Below are records; copy every line among them that contains the word "here".

**Data under study**
_ _ _ _ _ _ _

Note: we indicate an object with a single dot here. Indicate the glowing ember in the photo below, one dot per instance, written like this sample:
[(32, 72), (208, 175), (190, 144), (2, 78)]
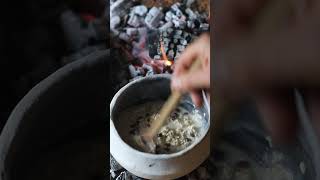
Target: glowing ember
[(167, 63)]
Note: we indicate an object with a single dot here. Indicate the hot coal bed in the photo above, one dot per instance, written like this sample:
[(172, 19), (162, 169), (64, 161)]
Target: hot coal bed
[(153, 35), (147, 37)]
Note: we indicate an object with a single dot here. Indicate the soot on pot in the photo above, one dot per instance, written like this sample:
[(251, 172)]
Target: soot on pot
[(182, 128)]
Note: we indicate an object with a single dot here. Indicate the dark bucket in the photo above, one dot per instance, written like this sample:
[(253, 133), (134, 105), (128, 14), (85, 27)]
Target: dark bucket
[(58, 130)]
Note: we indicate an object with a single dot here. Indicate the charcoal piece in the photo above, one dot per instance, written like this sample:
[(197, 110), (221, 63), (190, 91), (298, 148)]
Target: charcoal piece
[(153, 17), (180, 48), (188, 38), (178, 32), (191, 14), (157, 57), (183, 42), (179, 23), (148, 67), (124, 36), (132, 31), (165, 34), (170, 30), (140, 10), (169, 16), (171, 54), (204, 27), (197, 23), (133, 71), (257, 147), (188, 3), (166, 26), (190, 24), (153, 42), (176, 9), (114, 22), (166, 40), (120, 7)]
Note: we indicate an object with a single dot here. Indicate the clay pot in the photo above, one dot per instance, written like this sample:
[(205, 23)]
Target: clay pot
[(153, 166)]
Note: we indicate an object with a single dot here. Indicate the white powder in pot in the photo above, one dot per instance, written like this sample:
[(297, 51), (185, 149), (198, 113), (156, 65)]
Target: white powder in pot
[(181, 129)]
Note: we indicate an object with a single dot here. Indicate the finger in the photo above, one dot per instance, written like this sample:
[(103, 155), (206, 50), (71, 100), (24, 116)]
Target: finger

_ _ _ _ _ _ _

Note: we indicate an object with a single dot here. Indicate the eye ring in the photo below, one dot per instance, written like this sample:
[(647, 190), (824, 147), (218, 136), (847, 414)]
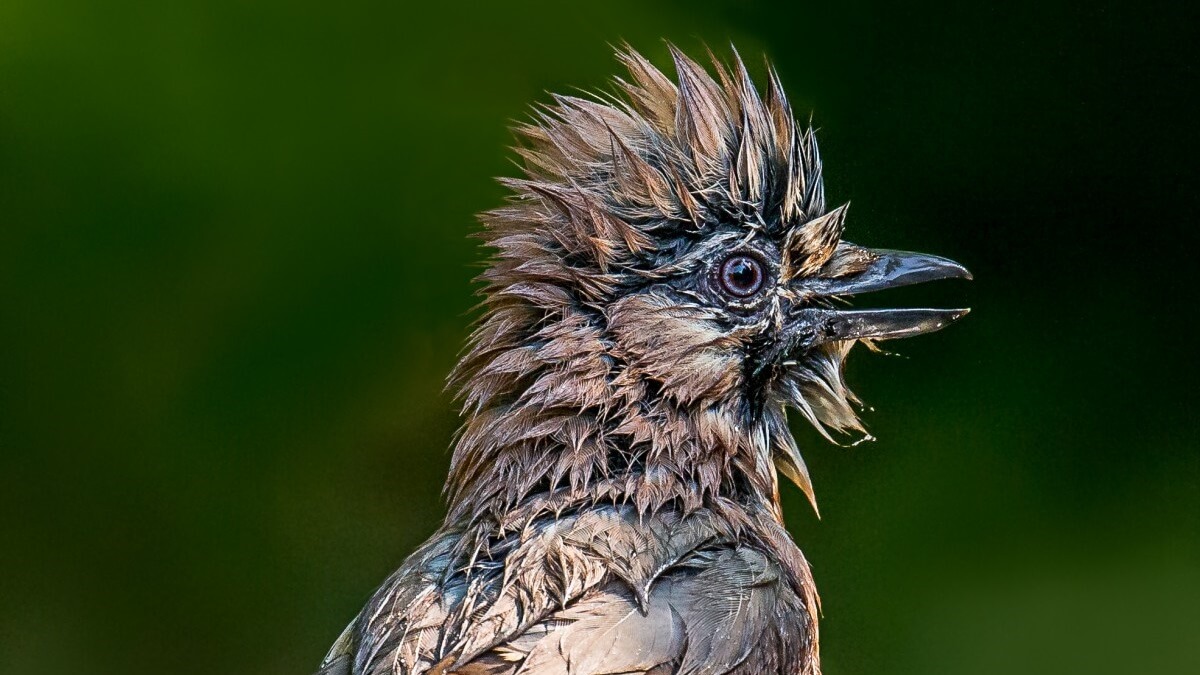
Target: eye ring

_ _ _ _ _ _ _

**Worked solution**
Note: we indicate an object with a single dot here. Indicate the glowing ember in the photo below, one dot per instance, written like this sample:
Note: we indicate an object with a single dot here. Indicate the hot coal bed in the photo above, one dot per instance, written like this sample:
Note: we indicate an object with a single dot here. Indicate the soot on pot in the photo above, one dot per instance, written like this sample:
Note: we indicate an object with a single dot here. Indicate the dark bucket in the photo above, one dot per instance, written like this sample:
Note: we indicate an object with a single dot here. Indicate the charcoal piece in the photo above, one dot per instance, written like this sample:
Note: we indicate an object with a single dot here. Indicate the clay pot in the photo above, one dot per instance, written like this sample:
Note: we indicate an object with a single dot here. Indicate the white powder in pot in the photo above, one dot per instance, written like this sample:
Note: we indicate an object with a single dot here. Indicate the finger in the photo above, one dot per instance, written like this sample:
Note: we indicate an object with a single dot here. Indicate the eye ring in the photo below, one dot per instance, written like this sample:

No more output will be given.